DIRECTIONS → Present each line of the material below as a Markdown table with the columns "No." and "Line," numbering the rows in order and skipping any blank lines.

** start of RECORD EXTRACTS **

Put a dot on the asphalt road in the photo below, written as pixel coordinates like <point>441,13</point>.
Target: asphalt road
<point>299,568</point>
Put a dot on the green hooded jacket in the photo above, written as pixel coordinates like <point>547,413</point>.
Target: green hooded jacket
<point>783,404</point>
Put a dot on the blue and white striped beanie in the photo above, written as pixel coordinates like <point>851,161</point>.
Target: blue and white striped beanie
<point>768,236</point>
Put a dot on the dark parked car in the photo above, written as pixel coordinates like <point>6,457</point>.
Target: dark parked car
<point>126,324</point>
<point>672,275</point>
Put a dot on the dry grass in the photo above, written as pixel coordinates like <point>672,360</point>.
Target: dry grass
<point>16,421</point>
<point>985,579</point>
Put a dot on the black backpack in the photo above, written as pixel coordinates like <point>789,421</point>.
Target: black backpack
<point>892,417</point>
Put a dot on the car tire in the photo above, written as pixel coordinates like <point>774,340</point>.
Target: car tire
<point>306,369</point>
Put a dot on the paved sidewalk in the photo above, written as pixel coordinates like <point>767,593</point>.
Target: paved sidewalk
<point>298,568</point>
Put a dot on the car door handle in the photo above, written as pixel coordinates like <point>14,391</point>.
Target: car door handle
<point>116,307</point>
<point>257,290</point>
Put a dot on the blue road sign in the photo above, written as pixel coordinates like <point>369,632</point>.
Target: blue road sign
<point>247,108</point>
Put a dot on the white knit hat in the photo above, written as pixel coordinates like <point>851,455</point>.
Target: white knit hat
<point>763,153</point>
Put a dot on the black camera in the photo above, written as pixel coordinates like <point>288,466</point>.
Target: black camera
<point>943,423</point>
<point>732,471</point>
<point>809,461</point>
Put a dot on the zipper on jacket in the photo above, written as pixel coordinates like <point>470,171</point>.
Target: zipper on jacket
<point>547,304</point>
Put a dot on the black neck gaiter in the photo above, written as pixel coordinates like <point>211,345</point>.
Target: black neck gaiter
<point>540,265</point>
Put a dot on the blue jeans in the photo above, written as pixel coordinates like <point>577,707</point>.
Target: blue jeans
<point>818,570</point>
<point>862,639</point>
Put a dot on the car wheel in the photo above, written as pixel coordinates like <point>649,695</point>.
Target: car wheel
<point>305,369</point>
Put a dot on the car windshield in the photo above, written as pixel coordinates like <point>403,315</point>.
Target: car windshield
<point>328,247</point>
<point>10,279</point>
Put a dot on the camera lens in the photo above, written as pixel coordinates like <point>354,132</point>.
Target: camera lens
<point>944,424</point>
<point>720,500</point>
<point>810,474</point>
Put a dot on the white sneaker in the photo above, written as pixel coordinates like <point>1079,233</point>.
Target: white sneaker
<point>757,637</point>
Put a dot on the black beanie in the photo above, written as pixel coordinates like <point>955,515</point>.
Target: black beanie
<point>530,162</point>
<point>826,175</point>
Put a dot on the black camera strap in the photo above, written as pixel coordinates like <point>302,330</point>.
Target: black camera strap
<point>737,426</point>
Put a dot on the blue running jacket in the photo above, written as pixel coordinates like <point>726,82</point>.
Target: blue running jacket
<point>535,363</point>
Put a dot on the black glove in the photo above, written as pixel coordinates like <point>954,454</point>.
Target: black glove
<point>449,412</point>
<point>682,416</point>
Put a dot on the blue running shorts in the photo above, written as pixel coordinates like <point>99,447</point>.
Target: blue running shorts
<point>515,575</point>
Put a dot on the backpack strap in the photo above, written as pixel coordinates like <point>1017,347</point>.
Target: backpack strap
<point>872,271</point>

** end of RECORD EXTRACTS **

RESULT OF THIS EXERCISE →
| No. | Line |
|---|---|
| 1 | Put a dot on the asphalt road in the photo below, written as pixel coordinates like <point>441,13</point>. |
| 2 | Target: asphalt road |
| 3 | <point>299,568</point> |
| 4 | Put a dot on the green hooded jacket in the photo above, written as pixel coordinates like <point>547,413</point>. |
| 5 | Target: green hooded jacket |
| 6 | <point>783,404</point> |
| 7 | Put a dot on the blue and white striped beanie in the photo above, written as pixel coordinates like <point>851,161</point>. |
| 8 | Target: blue and white striped beanie |
| 9 | <point>768,236</point> |
| 10 | Put a dot on the dark parked car in the photo above, written as pixel coordinates like <point>6,457</point>. |
| 11 | Target: dark parked car |
| 12 | <point>126,324</point> |
| 13 | <point>672,275</point> |
| 14 | Put a dot on the dry grass in the photo above, written as pixel coordinates like <point>672,360</point>. |
| 15 | Target: dry grass |
| 16 | <point>16,421</point> |
| 17 | <point>985,579</point> |
| 18 | Put a dot on the black backpack in the photo above, written as pixel coordinates like <point>789,421</point>. |
| 19 | Target: black backpack |
| 20 | <point>892,417</point> |
| 21 | Put a dot on the car tire in the photo above, written as pixel coordinates like <point>774,340</point>. |
| 22 | Target: car tire |
| 23 | <point>306,369</point> |
| 24 | Put a dot on the paved sidewalk in the photo above, written as pixel coordinates like <point>767,593</point>. |
| 25 | Target: paved sidewalk |
| 26 | <point>298,568</point> |
| 27 | Put a dot on the car door handle in the photo above, written as pixel coordinates like <point>14,391</point>. |
| 28 | Target: car door handle |
| 29 | <point>116,307</point> |
| 30 | <point>257,290</point> |
| 31 | Put a dot on the blue road sign in the photo above, written as pixel coordinates like <point>369,632</point>. |
| 32 | Target: blue road sign |
| 33 | <point>247,108</point> |
| 34 | Put a dot on the white knit hat in the photo above, written as pixel coordinates like <point>851,455</point>. |
| 35 | Target: white knit hat |
| 36 | <point>763,153</point> |
| 37 | Put a dot on the black camera in the photo above, written as pixel coordinates like <point>288,466</point>. |
| 38 | Target: black camera |
| 39 | <point>943,423</point> |
| 40 | <point>732,471</point> |
| 41 | <point>809,461</point> |
| 42 | Put a dot on the zipper on jacket in the photo above, written as pixel coordinates like <point>470,171</point>. |
| 43 | Target: zipper on jacket |
| 44 | <point>547,304</point> |
| 45 | Put a dot on the black neck gaiter in the photo above, written as pixel coordinates like <point>211,345</point>. |
| 46 | Target: black neck gaiter |
| 47 | <point>540,265</point> |
| 48 | Put a dot on the blue jeans in the photo above, written as pixel coordinates like <point>577,707</point>. |
| 49 | Target: blue jeans |
| 50 | <point>818,570</point> |
| 51 | <point>862,639</point> |
| 52 | Put a dot on the car wheel in the photo above, written as pixel coordinates like <point>649,695</point>. |
| 53 | Target: car wheel |
| 54 | <point>305,369</point> |
| 55 | Put a dot on the car windshield in the photo above, written as pixel coordinates like <point>403,315</point>. |
| 56 | Target: car windshield |
| 57 | <point>328,247</point> |
| 58 | <point>10,279</point> |
| 59 | Put a dot on the camera lens in the photo above, written as pixel coordinates like <point>354,132</point>. |
| 60 | Target: camera lens |
| 61 | <point>944,424</point> |
| 62 | <point>720,500</point> |
| 63 | <point>810,474</point> |
| 64 | Put a dot on the white sneaker in the photo above, written as pixel coordinates like <point>1079,233</point>. |
| 65 | Target: white sneaker |
| 66 | <point>757,637</point> |
| 67 | Put a dot on the black beanie in the photo above, written as pixel coordinates like <point>955,515</point>. |
| 68 | Target: black beanie |
| 69 | <point>530,162</point> |
| 70 | <point>826,175</point> |
| 71 | Put a dot on the black camera strap in the photo above, written as pixel coordinates like <point>302,330</point>. |
| 72 | Target: black camera strap |
| 73 | <point>737,426</point> |
| 74 | Put a dot on the blue running jacket in the photo above, written as pixel coordinates like <point>726,82</point>. |
| 75 | Target: blue running jacket |
| 76 | <point>535,363</point> |
| 77 | Put a dot on the black glove in the photo above, written as pixel coordinates like <point>954,454</point>. |
| 78 | Target: black glove |
| 79 | <point>449,412</point> |
| 80 | <point>682,416</point> |
| 81 | Put a dot on the blue running shorts in the photo above, written as pixel coordinates like <point>99,447</point>. |
| 82 | Target: blue running shorts |
| 83 | <point>515,575</point> |
| 84 | Put a dot on the backpack strap in the photo above, written as pixel coordinates like <point>1017,347</point>. |
| 85 | Target: backpack strap |
| 86 | <point>872,271</point> |